» Text segment
####
# Homework Help: Determining Velocity Down a Frictionless Incline Plane, Starting at Rest. (BASIC)

1. May 15, 2012

### XADS230

Here's my scenario...I ran these calculations and I feel they are off due to my velocity values.

I have a washer rolling down an incline plane set at 10°.
The Length of the Plane is still unknown.
Starting at rest, determine the velocity at 2". At this distance a camera with take a snapshot and determine whether it's a good part or bad part. The camera takes 0.6 seconds to process the image.
If it's a Bad Part, it will be rejected from the slide(0.6sec later). Determine how far down the incline the washer will be, to know where to reject the washer.
If it's a Good Part, it will continue down the slide where it will checked by another camera, a distance of 2.25" from the first reject spot determined above.
Determine how far down the second reject spot would be on the incline.
Determine the overall length the incline would need to be to complete the mentioned process.

What I know...
Vi = 0.0
Angle = 10°
Frictionless plane.
Constant Acceleration
d1 = 2"
t(camera processing) = 0.6 seconds

Vf^2 = Vi^2 + 2(g*sin(θ)) d1

Plugging in the known values I came up with...

Vf^2 = 0 + 2(385.8in/s^2 * sin(10°))(2")

Yielding me with a result of Vf1 = (16.369in/s).

Over a distance of 2 inches, this velocity seems way too fast. Should d1 actually be the height of the triangle created by using 2" as the hypotenuse and Sin(10°)? Resulting in a new value of Vf1 = (6.819 in/s).
####
» Information provided
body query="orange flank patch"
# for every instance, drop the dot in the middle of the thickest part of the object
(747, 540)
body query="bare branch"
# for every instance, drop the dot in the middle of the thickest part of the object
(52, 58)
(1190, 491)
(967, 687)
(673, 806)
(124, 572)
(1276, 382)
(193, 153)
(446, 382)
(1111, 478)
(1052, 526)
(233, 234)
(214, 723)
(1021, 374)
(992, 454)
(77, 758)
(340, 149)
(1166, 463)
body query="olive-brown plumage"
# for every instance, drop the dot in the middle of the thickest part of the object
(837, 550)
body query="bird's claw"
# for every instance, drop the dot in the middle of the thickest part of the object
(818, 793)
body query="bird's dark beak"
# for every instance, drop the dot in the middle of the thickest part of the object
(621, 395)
####
» Required tasks
(1) Copy the passage of the incline-plane homework thread word for word, everything from "Starting at rest, determine" down to "process the image.".
(2) Write out all of the records again with "thickest part" changed to "widest part" wherever it occurs, and leave every other part untouched.

» Task answers
(1)
Starting at rest, determine the velocity at 2". At this distance a camera with take a snapshot and determine whether it's a good part or bad part. The camera takes 0.6 seconds to process the image.

(2)
body query="orange flank patch"
# for every instance, drop the dot in the middle of the widest part of the object
(747, 540)
body query="bare branch"
# for every instance, drop the dot in the middle of the widest part of the object
(52, 58)
(1190, 491)
(967, 687)
(673, 806)
(124, 572)
(1276, 382)
(193, 153)
(446, 382)
(1111, 478)
(1052, 526)
(233, 234)
(214, 723)
(1021, 374)
(992, 454)
(77, 758)
(340, 149)
(1166, 463)
body query="olive-brown plumage"
# for every instance, drop the dot in the middle of the widest part of the object
(837, 550)
body query="bird's claw"
# for every instance, drop the dot in the middle of the widest part of the object
(818, 793)
body query="bird's dark beak"
# for every instance, drop the dot in the middle of the widest part of the object
(621, 395)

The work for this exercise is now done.